- Task details
Could you state how many lines of the material hold "horse"? Include nothing beyond the number.
Start of Block
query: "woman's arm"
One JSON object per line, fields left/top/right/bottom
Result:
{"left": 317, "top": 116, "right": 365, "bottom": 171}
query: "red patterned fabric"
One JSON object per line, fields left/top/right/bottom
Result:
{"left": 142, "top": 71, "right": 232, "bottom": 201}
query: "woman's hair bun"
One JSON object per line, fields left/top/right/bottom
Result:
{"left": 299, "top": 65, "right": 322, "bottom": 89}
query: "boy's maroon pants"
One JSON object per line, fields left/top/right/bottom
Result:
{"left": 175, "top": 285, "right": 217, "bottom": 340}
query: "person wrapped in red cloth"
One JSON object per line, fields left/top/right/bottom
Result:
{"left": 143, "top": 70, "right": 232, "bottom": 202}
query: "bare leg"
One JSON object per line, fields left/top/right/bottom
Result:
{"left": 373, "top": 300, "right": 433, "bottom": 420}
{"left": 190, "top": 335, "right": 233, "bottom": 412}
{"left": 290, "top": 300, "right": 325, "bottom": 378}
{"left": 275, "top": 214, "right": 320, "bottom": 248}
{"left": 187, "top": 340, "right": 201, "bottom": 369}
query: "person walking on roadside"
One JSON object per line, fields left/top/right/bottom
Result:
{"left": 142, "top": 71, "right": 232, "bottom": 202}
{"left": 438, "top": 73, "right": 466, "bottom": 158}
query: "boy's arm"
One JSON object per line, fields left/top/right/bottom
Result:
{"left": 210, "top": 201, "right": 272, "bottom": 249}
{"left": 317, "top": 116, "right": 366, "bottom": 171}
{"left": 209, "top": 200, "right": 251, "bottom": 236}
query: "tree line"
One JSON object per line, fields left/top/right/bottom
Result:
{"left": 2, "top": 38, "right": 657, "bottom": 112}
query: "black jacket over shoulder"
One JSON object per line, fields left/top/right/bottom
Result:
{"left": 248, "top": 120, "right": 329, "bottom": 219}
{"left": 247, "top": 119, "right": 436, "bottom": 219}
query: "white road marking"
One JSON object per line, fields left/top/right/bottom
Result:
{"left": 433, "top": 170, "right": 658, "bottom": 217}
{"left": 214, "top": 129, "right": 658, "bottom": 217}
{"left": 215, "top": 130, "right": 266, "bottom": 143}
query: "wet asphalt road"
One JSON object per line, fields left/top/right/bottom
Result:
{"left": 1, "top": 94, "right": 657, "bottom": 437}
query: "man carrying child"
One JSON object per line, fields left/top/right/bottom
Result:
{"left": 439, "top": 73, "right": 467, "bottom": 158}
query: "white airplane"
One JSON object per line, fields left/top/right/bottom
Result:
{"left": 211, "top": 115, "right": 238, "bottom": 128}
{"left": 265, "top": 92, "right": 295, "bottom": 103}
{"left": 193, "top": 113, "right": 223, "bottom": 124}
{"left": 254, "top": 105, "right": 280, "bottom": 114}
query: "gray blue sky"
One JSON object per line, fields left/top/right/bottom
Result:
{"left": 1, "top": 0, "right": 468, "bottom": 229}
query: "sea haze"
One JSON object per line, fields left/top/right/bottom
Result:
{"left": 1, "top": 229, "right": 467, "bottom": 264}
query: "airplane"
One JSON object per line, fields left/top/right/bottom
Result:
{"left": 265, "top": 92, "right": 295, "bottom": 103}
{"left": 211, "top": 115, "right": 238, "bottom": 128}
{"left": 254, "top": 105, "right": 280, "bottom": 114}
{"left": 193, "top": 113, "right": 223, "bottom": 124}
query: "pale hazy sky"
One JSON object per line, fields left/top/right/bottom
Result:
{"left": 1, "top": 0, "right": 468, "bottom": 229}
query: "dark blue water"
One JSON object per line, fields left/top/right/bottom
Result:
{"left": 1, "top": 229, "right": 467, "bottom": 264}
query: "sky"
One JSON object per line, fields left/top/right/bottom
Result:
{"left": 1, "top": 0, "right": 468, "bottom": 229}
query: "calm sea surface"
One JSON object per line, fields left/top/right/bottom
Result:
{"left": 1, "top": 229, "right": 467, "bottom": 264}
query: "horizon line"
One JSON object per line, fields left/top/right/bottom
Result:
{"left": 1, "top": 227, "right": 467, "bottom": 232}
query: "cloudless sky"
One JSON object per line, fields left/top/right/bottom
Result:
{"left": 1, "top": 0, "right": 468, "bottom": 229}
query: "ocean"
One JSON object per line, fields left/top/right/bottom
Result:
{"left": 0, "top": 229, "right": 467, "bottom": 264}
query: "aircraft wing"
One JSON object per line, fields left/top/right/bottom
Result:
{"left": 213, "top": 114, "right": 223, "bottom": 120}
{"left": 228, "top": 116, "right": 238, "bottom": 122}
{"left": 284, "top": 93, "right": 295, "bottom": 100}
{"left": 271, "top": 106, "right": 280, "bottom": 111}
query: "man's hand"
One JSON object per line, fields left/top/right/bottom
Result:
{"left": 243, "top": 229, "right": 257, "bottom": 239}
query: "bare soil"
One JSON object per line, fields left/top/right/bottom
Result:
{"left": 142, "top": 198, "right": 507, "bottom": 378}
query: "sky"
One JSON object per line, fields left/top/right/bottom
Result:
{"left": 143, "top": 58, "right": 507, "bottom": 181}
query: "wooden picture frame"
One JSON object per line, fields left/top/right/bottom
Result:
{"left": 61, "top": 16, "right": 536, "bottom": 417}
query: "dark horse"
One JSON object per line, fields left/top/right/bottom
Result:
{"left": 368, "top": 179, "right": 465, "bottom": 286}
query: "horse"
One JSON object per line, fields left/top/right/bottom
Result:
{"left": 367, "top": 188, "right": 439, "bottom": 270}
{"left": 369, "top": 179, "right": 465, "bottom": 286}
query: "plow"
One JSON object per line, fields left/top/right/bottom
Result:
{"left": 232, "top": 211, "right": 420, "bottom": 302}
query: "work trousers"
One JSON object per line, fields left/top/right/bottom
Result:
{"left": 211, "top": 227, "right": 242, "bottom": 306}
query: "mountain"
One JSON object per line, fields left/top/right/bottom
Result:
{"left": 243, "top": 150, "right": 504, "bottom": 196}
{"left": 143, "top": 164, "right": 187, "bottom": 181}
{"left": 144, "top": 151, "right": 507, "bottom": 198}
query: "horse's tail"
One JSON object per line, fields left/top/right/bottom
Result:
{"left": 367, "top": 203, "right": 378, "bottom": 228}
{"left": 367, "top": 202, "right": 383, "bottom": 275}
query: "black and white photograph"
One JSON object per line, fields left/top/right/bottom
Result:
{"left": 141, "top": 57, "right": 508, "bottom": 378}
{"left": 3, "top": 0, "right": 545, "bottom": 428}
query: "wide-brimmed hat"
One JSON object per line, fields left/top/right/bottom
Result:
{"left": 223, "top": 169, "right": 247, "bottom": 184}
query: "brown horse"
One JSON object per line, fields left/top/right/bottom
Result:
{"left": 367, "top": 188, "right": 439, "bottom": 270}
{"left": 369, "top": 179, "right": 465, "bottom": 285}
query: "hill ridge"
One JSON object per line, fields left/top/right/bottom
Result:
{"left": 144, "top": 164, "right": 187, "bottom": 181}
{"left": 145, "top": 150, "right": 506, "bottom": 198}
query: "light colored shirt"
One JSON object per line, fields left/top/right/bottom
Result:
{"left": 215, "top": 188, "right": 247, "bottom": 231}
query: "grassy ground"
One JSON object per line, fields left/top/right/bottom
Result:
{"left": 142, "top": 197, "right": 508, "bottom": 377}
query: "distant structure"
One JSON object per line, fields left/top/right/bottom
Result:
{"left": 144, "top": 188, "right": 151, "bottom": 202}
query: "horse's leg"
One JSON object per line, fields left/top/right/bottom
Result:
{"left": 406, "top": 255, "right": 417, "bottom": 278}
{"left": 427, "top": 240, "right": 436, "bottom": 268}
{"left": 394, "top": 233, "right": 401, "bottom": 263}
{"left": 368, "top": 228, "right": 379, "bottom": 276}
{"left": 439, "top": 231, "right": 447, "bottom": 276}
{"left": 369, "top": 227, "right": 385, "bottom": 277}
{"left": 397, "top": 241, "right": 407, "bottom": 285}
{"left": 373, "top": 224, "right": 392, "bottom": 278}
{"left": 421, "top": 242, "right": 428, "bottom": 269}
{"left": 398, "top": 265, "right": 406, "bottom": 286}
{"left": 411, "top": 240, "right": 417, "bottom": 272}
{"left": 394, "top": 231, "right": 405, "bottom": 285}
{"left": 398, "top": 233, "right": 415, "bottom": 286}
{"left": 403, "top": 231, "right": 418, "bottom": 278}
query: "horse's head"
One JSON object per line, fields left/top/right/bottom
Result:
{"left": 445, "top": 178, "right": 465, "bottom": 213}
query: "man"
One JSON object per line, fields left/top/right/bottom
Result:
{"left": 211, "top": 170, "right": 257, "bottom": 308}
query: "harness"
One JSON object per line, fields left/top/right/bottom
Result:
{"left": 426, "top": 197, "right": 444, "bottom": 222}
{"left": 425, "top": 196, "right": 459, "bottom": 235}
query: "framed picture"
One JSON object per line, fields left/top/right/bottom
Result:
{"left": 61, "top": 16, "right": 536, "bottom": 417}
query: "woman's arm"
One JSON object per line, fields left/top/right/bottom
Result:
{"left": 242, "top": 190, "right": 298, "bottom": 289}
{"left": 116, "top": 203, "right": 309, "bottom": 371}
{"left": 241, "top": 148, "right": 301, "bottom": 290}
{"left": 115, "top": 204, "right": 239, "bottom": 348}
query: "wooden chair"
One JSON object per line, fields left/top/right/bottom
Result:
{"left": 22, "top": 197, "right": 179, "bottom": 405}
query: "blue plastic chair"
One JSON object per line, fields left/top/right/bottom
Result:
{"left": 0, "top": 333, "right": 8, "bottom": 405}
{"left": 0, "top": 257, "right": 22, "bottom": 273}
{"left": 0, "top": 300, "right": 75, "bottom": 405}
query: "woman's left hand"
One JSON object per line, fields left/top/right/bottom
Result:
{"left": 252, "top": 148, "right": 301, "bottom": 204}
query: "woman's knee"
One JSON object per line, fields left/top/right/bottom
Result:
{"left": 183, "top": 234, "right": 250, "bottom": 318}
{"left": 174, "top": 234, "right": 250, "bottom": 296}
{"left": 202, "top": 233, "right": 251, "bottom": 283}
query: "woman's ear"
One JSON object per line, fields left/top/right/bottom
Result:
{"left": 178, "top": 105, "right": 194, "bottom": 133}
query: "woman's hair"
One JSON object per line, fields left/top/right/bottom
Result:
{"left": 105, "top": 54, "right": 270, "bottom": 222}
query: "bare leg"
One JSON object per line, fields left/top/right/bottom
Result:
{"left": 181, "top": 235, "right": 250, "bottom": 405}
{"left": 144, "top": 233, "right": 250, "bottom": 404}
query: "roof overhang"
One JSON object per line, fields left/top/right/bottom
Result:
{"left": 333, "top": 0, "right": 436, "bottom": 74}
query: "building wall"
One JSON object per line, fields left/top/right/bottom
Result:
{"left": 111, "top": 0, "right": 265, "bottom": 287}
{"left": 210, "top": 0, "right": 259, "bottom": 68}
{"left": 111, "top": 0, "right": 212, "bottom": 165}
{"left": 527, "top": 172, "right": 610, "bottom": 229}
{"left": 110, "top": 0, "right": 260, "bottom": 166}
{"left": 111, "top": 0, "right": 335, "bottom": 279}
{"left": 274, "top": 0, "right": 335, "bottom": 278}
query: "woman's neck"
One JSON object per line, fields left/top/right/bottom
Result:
End of Block
- Your solution
6